» **文件節錄**

【飛槳開發者說】梁瑛平，北京理工大學徐特立學院本科二年級，人工智能開發愛好者。

項目簡介

無人駕駛汽車利用傳感器技術、信號處理技術、通訊技術和計算機技術等，通過集成視覺、激光雷達、超聲傳感器、微波雷達、GPS、里程計、磁羅盤等多種車載傳感器來辨識汽車所處的環境和狀態，並根據所獲得的道路信息、交通信號的信息、車輛位置和障礙物信息做出分析和判斷，向主控計算機發出期望控制，控制車輛轉向和速度，從而實現無人駕駛車輛依據自身意圖和環境的擬人駕駛。

該項目使用PaddleX提供的YOLOv3模型，在 UA-DETRAC 車輛檢測數據集進行訓練；
訓練結果能夠檢測到car，van，bus等不同類型車輛，mAP爲0.73；
並使用開源車道檢測算法，實現了無人駕駛部分的視覺感知——車輛檢測和車道線分割；

最終效果

PaddleX工具簡介

PaddleX是飛槳全流程開發工具，集飛槳核心框架、模型庫、工具及組件等深度學習開發所需全部能力於一身，打通深度學習開發全流程，並提供簡明易懂的Python API，方便用戶根據實際生產需求進行直接調用或二次開發，爲開發者提供飛槳全流程開發的最佳實踐。目前，該工具代碼已開源於GitHub，同時可訪問PaddleX在線使用文檔，快速查閱使用教程和API文檔說明。

PaddleX代碼GitHub鏈接：

https://github.com/PaddlePaddle/PaddleX

PaddleX文檔鏈接：

https://paddlex.readthedocs.io/zh_CN/latest/index.html

PaddleX官網鏈接：

https://www.paddlepaddle.org.cn/paddle/paddlex

項目過程回放

一、準備PaddleX環境

1. 安裝PaddleX庫

pip install paddlex -i https://mirror.baidu.com/pypi/simple

2. 設置工作路徑，並使用0號GPU卡

import matplotlib
matplotlib.use('Agg') import os
os.environ['CUDA_VISIBLE_DEVICES'] = '0'
import paddlex as pdx

os.chdir('/home/aistudio/work/')

» **資料**
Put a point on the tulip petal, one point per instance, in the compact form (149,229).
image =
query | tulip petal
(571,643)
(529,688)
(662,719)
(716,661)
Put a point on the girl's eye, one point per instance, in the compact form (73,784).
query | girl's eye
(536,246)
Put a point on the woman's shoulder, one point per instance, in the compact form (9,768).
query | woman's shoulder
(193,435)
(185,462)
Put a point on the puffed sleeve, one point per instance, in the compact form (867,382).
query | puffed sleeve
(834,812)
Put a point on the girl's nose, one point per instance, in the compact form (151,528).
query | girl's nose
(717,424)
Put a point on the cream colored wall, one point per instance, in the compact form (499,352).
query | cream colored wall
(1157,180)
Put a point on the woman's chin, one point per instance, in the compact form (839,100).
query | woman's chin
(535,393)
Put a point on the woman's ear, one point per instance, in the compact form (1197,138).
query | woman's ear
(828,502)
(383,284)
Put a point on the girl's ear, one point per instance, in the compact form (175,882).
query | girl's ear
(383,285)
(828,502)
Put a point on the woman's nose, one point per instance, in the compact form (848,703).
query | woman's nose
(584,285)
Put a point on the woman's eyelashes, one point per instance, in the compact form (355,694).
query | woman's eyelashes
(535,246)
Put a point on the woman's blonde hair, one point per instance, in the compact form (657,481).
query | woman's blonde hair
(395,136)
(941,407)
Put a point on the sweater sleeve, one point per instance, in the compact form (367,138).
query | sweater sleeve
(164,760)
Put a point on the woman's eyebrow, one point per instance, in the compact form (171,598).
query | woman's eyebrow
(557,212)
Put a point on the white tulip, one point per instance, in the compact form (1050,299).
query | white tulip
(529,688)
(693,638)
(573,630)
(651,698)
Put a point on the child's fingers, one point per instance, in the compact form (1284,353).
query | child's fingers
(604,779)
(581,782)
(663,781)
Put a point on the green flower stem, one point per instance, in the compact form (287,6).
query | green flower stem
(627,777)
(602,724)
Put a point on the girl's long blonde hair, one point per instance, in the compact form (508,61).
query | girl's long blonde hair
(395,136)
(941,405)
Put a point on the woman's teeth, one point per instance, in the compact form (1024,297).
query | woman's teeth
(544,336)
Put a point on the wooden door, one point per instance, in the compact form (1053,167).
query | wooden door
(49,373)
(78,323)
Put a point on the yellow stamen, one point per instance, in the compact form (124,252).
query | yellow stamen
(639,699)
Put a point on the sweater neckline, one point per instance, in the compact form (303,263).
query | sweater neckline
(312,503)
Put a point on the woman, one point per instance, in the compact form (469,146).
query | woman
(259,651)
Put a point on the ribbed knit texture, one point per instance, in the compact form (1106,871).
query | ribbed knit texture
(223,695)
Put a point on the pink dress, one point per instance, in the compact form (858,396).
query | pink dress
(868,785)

» **任務**
1 – 請照原文抄寫文件節錄中的一段，從「無人駕駛汽車利用傳感器技術、」開始，一直到「據自身意圖和環境的擬人駕駛。」為止。
2 – 根據文件節錄，YOLOv3模型是在哪個數據集上訓練的？

» **回答**
1 –
無人駕駛汽車利用傳感器技術、信號處理技術、通訊技術和計算機技術等，通過集成視覺、激光雷達、超聲傳感器、微波雷達、GPS、里程計、磁羅盤等多種車載傳感器來辨識汽車所處的環境和狀態，並根據所獲得的道路信息、交通信號的信息、車輛位置和障礙物信息做出分析和判斷，向主控計算機發出期望控制，控制車輛轉向和速度，從而實現無人駕駛車輛依據自身意圖和環境的擬人駕駛。

2 – UA-DETRAC 車輛檢測數據集。